[Problems and tasks]
A - In the essay on morality, what is the only possible moral standard when the postulated world holds a single moral entity?
B - List the measures that the essay on morality says are not the basis of a lone actor's morality.
C - Summarize the essay on morality in two sentences.

[Extract]
☆ ☆ ☆ ☆ ☆ ☆ ☆
On the nature of morality

What is morality? What does it mean for something to be right or wrong? We all have some sort of gut feel, and possibly a more refined philosophical view, but at its core, what is it?

So lets postulate a world, a complete reality with no sentient or conscious inhabitants. With no entities that can make a decision, that have a will, there seems to me to be no possibility for morality. What is right and wrong, good or evil if there is no one to choose one or the other, no one to desire an outcome, no one to benefit or injure?

So then from this, I would argue that 1) morality requires a moral actor, an entity to have desires, to have a will, and to make decisions. Morality is inextricably linked with choosing good or bad, right or wrong and without the ability to make choices, it is a meaningless idea.

This is a major problem for the idea of an objective morality. If an objective morality were to exist, it should not need a moral actor to do so. A moral actor, a thinking desiring, choosing entity implies subjectivity. There is inherently "something it is like" to be that entity, which should not be needed for an objective morality.

Secondly, lets populate our postulated world with one moral entity. How does this change morality? What behavior can a single actor engage in that can be evaluated as good or bad? I would argue in this case the only possible standard is the desires of that single actor. So morality is simply what our lone actor wants. Anything it does not like is bad, anything it does like is good. The basis of this is not might, or knowledge or goodness, or any other objective measure. It is simply the only viewpoint present, the only possible measure of morality. However, this view of morality as simply desire leaves much to be desired.

This leads us to the second idea, that 2) morality is dependant on the viewpoint of a moral actor, that is it is inherently subjective.
☆ ☆ ☆ ☆ ☆ ☆ ☆
[Entries provided]
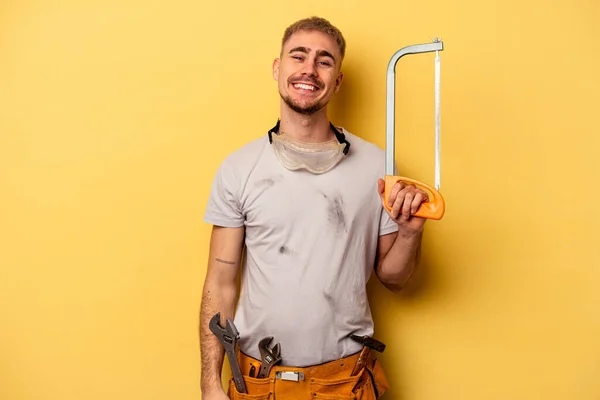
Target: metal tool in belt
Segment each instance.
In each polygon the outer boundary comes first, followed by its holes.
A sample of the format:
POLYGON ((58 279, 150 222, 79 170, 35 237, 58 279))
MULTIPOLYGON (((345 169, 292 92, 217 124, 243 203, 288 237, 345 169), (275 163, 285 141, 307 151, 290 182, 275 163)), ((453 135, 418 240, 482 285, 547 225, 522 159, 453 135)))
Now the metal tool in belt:
POLYGON ((439 51, 444 49, 443 42, 439 39, 434 39, 432 43, 417 44, 404 47, 398 50, 388 63, 387 68, 387 120, 386 120, 386 159, 385 159, 385 192, 384 192, 384 207, 391 210, 387 204, 392 191, 392 187, 397 182, 412 183, 427 189, 433 199, 421 203, 419 209, 413 214, 422 218, 439 220, 444 216, 445 202, 439 192, 440 189, 440 57, 439 51), (395 176, 394 164, 394 112, 395 109, 395 69, 398 60, 407 54, 427 53, 435 51, 435 189, 423 182, 395 176))
POLYGON ((240 393, 247 393, 246 383, 244 382, 244 377, 242 376, 242 371, 240 370, 240 364, 235 351, 237 341, 240 337, 239 332, 233 324, 233 321, 231 321, 229 318, 227 318, 225 328, 221 326, 219 322, 220 320, 221 313, 216 313, 215 316, 210 320, 208 326, 211 332, 215 334, 225 348, 227 358, 229 359, 229 365, 231 366, 231 372, 233 373, 235 388, 240 393))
☆ ☆ ☆ ☆ ☆ ☆ ☆
[Expected responses]
A - The desires of that single actor.

B - Might, knowledge, and goodness.

C - The essay argues that in a world without conscious inhabitants there can be no morality, so morality requires a moral actor that has desires and a will and makes decisions, which poses a major problem for objective morality. With a single actor present, the only possible standard is that actor's desires, leading to the claim that morality depends on a moral actor's viewpoint and is inherently subjective.